Starting at the line that contains "Draw the outline of every instance of the <item>pile" and ending at the final line of the listing, render those lines as a numbered list, leaving out any blank lines.

+ + + + +

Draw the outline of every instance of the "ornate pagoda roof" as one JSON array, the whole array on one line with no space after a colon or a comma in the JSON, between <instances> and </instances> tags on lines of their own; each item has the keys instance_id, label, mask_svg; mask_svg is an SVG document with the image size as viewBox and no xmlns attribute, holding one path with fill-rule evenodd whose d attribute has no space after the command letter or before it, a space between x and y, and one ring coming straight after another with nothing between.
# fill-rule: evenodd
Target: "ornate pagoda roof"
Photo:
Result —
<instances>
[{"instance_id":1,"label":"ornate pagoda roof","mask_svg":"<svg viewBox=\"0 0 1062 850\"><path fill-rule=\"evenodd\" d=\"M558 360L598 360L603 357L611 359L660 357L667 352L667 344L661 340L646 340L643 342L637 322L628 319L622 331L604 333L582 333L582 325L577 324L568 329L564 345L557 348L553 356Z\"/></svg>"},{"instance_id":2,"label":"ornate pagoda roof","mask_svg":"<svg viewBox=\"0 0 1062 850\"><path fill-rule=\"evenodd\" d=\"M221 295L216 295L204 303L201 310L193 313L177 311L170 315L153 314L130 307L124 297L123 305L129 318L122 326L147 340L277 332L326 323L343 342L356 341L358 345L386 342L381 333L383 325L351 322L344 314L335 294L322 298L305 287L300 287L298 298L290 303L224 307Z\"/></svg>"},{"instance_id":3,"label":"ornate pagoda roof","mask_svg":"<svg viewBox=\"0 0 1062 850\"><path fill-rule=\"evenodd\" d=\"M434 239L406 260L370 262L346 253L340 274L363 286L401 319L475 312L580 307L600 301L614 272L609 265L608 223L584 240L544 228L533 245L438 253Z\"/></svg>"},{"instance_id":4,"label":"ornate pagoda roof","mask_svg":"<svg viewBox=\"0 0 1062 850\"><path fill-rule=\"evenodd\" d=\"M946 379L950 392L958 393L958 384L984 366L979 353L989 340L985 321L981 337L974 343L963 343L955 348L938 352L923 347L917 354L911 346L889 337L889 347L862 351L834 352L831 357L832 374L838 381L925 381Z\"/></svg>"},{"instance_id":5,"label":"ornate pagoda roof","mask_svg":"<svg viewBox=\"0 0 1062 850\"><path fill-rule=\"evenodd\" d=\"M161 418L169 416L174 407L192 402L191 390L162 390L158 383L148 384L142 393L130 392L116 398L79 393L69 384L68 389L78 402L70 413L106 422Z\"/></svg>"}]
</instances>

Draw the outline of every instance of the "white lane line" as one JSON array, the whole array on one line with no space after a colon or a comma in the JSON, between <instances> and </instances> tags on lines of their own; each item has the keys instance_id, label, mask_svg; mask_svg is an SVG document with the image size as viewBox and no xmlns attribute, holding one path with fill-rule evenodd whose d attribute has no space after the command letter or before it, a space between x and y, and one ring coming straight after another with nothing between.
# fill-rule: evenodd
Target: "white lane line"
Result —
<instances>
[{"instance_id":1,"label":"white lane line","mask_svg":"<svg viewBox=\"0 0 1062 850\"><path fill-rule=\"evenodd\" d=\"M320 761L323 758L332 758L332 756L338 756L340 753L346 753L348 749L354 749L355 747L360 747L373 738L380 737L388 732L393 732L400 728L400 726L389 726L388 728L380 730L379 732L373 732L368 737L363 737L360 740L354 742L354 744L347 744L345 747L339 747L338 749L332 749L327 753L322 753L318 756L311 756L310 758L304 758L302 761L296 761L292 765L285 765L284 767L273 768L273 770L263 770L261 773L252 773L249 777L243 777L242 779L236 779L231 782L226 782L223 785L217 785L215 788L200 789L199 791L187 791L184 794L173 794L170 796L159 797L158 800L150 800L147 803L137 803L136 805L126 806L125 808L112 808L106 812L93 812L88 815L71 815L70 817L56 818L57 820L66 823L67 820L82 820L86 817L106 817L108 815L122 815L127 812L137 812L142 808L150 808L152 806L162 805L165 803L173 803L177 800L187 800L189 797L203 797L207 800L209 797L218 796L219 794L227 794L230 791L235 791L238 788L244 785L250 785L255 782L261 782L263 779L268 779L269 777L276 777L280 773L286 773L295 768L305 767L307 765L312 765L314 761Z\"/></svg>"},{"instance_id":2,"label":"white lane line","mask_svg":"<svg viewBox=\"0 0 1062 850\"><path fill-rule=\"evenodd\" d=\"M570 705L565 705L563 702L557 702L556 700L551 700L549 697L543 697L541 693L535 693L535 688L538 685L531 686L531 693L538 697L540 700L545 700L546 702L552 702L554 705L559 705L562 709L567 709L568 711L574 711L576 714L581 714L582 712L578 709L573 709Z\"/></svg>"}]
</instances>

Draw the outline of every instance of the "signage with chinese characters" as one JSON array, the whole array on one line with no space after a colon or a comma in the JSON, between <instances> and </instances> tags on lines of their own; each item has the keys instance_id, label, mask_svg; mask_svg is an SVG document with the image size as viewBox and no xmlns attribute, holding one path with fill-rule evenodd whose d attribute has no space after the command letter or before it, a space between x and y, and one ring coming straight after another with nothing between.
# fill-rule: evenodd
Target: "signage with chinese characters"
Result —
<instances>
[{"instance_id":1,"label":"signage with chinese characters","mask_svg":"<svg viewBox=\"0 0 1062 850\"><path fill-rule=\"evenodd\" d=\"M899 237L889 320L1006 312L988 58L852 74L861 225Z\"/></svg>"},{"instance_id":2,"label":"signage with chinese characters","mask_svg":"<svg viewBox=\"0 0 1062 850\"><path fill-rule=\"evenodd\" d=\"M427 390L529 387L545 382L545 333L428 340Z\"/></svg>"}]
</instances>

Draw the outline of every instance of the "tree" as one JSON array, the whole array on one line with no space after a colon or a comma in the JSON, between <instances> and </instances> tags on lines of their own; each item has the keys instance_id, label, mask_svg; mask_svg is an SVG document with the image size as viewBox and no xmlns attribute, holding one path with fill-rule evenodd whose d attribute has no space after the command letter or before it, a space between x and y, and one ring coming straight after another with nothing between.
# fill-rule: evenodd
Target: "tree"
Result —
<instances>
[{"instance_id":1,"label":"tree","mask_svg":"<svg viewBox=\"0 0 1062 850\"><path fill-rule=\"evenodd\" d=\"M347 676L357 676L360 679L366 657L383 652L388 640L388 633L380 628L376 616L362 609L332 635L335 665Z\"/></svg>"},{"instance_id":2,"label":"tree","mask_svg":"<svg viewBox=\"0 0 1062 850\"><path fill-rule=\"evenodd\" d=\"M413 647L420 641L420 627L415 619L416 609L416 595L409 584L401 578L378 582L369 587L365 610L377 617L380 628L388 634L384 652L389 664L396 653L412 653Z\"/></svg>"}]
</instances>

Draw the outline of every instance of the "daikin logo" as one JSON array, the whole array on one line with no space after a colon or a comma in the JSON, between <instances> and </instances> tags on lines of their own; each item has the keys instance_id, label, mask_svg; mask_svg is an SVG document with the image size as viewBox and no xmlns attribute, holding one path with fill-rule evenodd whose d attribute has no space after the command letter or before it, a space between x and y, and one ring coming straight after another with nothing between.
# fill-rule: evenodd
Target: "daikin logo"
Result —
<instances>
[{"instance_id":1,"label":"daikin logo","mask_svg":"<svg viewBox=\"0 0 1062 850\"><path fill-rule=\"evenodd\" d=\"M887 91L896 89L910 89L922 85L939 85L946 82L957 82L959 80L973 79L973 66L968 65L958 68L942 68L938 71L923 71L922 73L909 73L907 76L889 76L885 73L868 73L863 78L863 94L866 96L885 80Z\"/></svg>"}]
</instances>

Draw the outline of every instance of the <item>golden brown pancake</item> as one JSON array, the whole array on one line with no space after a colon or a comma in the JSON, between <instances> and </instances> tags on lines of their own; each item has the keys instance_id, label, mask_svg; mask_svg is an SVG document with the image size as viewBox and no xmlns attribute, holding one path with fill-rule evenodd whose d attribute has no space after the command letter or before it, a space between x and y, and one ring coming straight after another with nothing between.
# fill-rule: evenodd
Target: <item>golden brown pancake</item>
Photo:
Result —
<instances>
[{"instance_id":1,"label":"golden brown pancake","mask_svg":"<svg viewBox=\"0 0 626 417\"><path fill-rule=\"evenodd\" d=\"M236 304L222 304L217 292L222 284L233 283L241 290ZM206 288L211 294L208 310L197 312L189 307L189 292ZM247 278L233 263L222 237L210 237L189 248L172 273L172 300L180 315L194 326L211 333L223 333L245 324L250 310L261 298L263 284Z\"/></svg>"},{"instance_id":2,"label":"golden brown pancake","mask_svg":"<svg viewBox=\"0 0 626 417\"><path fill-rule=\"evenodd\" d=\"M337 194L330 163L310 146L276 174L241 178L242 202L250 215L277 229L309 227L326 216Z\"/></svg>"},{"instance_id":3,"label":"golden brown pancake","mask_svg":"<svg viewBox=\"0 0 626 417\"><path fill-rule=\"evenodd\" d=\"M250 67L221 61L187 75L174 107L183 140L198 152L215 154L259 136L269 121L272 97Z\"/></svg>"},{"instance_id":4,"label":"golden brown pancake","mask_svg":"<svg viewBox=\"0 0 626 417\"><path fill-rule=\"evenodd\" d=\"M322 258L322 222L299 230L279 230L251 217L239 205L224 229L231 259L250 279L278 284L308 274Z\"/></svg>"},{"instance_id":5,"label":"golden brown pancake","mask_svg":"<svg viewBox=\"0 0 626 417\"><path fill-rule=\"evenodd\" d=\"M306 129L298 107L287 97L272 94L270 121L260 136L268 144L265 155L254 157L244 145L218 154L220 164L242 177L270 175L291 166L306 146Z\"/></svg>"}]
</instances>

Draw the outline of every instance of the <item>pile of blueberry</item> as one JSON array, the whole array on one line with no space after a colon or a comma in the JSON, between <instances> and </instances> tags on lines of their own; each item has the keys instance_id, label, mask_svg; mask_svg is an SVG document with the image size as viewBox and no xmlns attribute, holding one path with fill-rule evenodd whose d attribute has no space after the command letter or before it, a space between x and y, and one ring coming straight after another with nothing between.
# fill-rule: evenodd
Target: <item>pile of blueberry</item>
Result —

+ + + + +

Exercise response =>
1. Draw the outline of every instance of the <item>pile of blueberry</item> as one JSON array, the whole array on one line with no space after a colon or a comma in the JSON, between <instances> and </instances> tags on lines of their own; each item has the keys instance_id, label, mask_svg; mask_svg is an SVG document with the image size as viewBox and no xmlns attribute, holding one path with fill-rule evenodd whose d attribute has no space after the command letter or before it, a space between x and y, and one ring coming straight after another with nothing between.
2. # fill-rule: evenodd
3. Target: <item>pile of blueberry</item>
4. Result —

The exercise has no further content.